• **Arbeitsaufträge**
a: Beantworten Sie anhand des Textauszugs kurz die folgenden Fragen:
(i) Welcher Paragraph wird im Zusammenhang mit dem „Selbst Hand anlegen“ genannt?
(ii) Wie alt ist der Junge, den Heini im Beispiel beim Schwarzangeln erwischt?
(iii) Welche Äußerung des Kontrolleurs führt der Beitrag von ernie1973 als Argument gegen den Vorwurf der Amtsanmaßung an?
b: Zitieren Sie aus dem Textauszug wörtlich den Abschnitt, der bei den Worten „Wenn er direkt“ beginnt und nach den Worten „Angler kontrollieren können.“ endet.
c: Führen Sie den Textauszug über die Kontrolle von Anglern durch Security-Personal im Anschluss an seinen letzten Satz weiter.

═══ Textauszug ═══

Dann müßte Heini wohl vorsichtig sein und die Polizei rufen, denn dann kommen ja mehrere Probleme zusammen. Selbst Hand anlegen im Sinne §127 finde ich sehr sehr problematisch, denn der Verdacht auf eine Straftat ist ja in der Regel nicht gegeben und man muß auch hierbei die Verhältnismäßigkeit wahren. 

Wenn z.B. Heini einen 12Jährigen beim Schwarzangeln erwischt und den anpackt, weil der Lütte abhauen will, dann muß er mit einer Anzeige rechnen. Zu Recht.


----------



## ernie1973 (8. September 2009)

*AW: Darf Security mich kontrollieren???*



Gunnar. schrieb:


> Moin moin,
> 
> Ich nutz mal die Gelegenheit für die 2. Ausbaustufe einer privaten Kontrolle.
> 
> ...


 
Amtsanmaßung wäre es allenfalls, wenn er wahrheitswidrig vorgegeben hätte (!!!) *mit* öffentlich-rechlicher-Befugnis tätig zu werden, oder ohne gegenteiligen vorhergehenden Hinweis einfach so wie ein öffentlich bestellter Kontrolleur aufgetreten wäre!

Indem er sagt:"Einpacken, oder 110" stellt er gleichzeitig klar, dass er die Polizei in Anspruch nehmen will & wird - das würde ich als Argument genau gegen die vorgeworfene Amtsanmaßung einbringen!Dadurch gibt er klar zu verstehen, dass er nicht vorgibt "polizeiähnliche Befugnisse" zu haben, was massiv gegen eine Amtsanmaßung spricht!

Wenn er direkt zu Beginn der Kontrolle angibt, im Auftrag des privaten Eigentümers tätig zu werden und jeder berechtigte Karteninhaber um die Stellung des Kontrolleurs weiß, dann sollte das Verfahren eigentlich problemlos eingestellt werden!

...aber wer § 132 StGB aufmerksam liest, der merkt, auf welch´ dünnem Eis sich die o.g. Securities da immer bewegen!(...zwar kann eine Gemeinde Eigentümerin des Seegrundstückes samt See sein, jedoch kann eine Gemeinde nicht einfach so "normale" Private losschicken, wie es ein Privatmann kann-die Gemeinde muß diese mit der Amtsträgereigenschaft ausstatten und ggf. vereidigen&bestellen/ernennen & mit Dienstausweis ausstatten usw.!!!), damit diese berechtigte Angler kontrollieren können.

═══ Verfügbare Daten ═══

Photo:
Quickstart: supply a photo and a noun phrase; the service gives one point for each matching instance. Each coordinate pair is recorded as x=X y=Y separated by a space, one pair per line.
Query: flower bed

═══

• **Lösungen**
a:
(i) § 127
(ii) 12 Jahre
(iii) „Einpacken, oder 110“

b:
Wenn er direkt zu Beginn der Kontrolle angibt, im Auftrag des privaten Eigentümers tätig zu werden und jeder berechtigte Karteninhaber um die Stellung des Kontrolleurs weiß, dann sollte das Verfahren eigentlich problemlos eingestellt werden!

...aber wer § 132 StGB aufmerksam liest, der merkt, auf welch´ dünnem Eis sich die o.g. Securities da immer bewegen!(...zwar kann eine Gemeinde Eigentümerin des Seegrundstückes samt See sein, jedoch kann eine Gemeinde nicht einfach so "normale" Private losschicken, wie es ein Privatmann kann-die Gemeinde muß diese mit der Amtsträgereigenschaft ausstatten und ggf. vereidigen&bestellen/ernennen & mit Dienstausweis ausstatten usw.!!!), damit diese berechtigte Angler kontrollieren können.

c:
E.


----------



## Gunnar. (8. September 2009)

*AW: Darf Security mich kontrollieren???*

@Uli,
Den Heini haste richtig erkannt. Also hab ich es verständlich rüber gebracht......
Den 12er Schwarzangler........solange der Bengel höflich ist und auch keine anderer Unsinn vorliegt , bekommt der nen sachlichen Hinweis und kann sogar weiter angeln ( wenn Kind + " Ersttäter")

@Ernie,


> Wenn er direkt zu Beginn der Kontrolle angibt, im Auftrag des privaten Eigentümers tätig zu werden und jeder berechtigte Karteninhaber um die Stellung des Kontrolleurs weiß,


Zu Beginn ......... da ist er sehr sachlich und erklärt freundlich die Umstände seines Handelns.Gerade denen gegenüber die keinen Schein haben.
Wenn die Burschen nen Breiten machen geht er weg , macht aus sicherer Entfernung nen Foto und greift zum Tele...........


> dann sollte das Verfahren eigentlich problemlos eingestellt werden!


Das deckt sich mit meiner Hoffnung + Vermutung.


----------



## Yoshi (9. September 2009)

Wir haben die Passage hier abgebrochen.